■ What to do ■
Please render the material from its start up to and including the line containing "query: the noun phrase to segment: overcast" as a Markdown table with the columns No. and Entry, one numbered row per line. Skip blank lines and leave the pictures out.

— START OF Data provided —

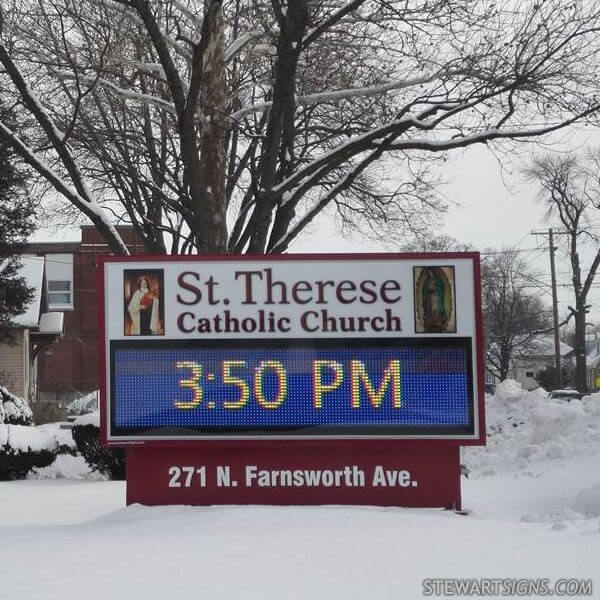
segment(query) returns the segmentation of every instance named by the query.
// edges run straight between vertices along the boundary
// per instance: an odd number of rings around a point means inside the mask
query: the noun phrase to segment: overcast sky
[[[600,134],[590,134],[580,129],[562,137],[554,151],[582,149],[586,145],[600,145]],[[538,148],[538,150],[540,150]],[[443,216],[439,233],[448,234],[457,240],[472,244],[483,251],[486,248],[516,246],[522,250],[525,260],[539,272],[537,290],[543,300],[551,304],[550,264],[547,238],[531,235],[532,230],[547,230],[549,226],[559,229],[557,221],[547,222],[544,209],[536,200],[536,187],[526,183],[520,168],[530,156],[532,148],[524,147],[519,156],[512,160],[503,159],[504,167],[484,147],[472,147],[461,153],[450,155],[443,177],[448,181],[443,193],[448,198],[449,210]],[[599,213],[600,217],[600,213]],[[57,239],[78,240],[78,229],[62,232],[39,230],[34,236],[38,241]],[[385,252],[383,244],[362,238],[344,238],[331,222],[320,221],[311,231],[299,239],[292,252]],[[584,261],[591,260],[594,250],[583,254]],[[584,267],[586,266],[584,262]],[[566,315],[572,303],[569,288],[570,273],[567,257],[557,253],[559,282],[559,310]],[[535,290],[535,288],[533,288]],[[598,287],[590,295],[593,305],[590,321],[600,324],[600,276]]]

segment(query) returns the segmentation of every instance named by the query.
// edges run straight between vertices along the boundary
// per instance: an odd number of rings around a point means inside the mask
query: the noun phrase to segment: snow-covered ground
[[[123,483],[61,456],[0,484],[0,598],[410,600],[442,577],[591,578],[599,597],[600,395],[533,394],[508,383],[488,399],[490,443],[463,453],[468,516],[125,508]]]

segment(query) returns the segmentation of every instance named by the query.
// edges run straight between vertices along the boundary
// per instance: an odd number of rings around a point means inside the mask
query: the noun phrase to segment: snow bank
[[[98,411],[77,417],[73,421],[73,427],[77,425],[95,425],[100,428],[100,413]]]
[[[34,468],[27,475],[28,479],[84,479],[105,481],[106,477],[100,473],[90,471],[89,465],[83,456],[59,454],[56,460],[48,467]]]
[[[463,449],[474,476],[527,470],[600,449],[600,394],[566,402],[507,380],[486,396],[486,419],[487,446]]]
[[[6,445],[16,452],[56,450],[56,440],[51,433],[27,425],[0,424],[0,448]]]
[[[600,483],[579,492],[573,510],[586,517],[600,517]]]
[[[61,429],[60,423],[45,423],[44,425],[37,425],[36,429],[45,433],[49,433],[56,440],[56,445],[59,448],[70,448],[76,451],[75,440],[70,429]]]

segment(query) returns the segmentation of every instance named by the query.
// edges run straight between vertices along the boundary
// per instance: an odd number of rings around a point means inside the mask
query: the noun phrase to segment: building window
[[[73,297],[70,281],[53,280],[48,282],[48,304],[72,305]]]
[[[73,255],[46,254],[48,310],[73,308]]]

— END OF Data provided —

■ Correct result ■
| No. | Entry |
|---|---|
| 1 | segment(query) returns the segmentation of every instance named by the query. |
| 2 | // edges run straight between vertices along the boundary |
| 3 | // per instance: an odd number of rings around a point means inside the mask |
| 4 | query: the noun phrase to segment: overcast sky |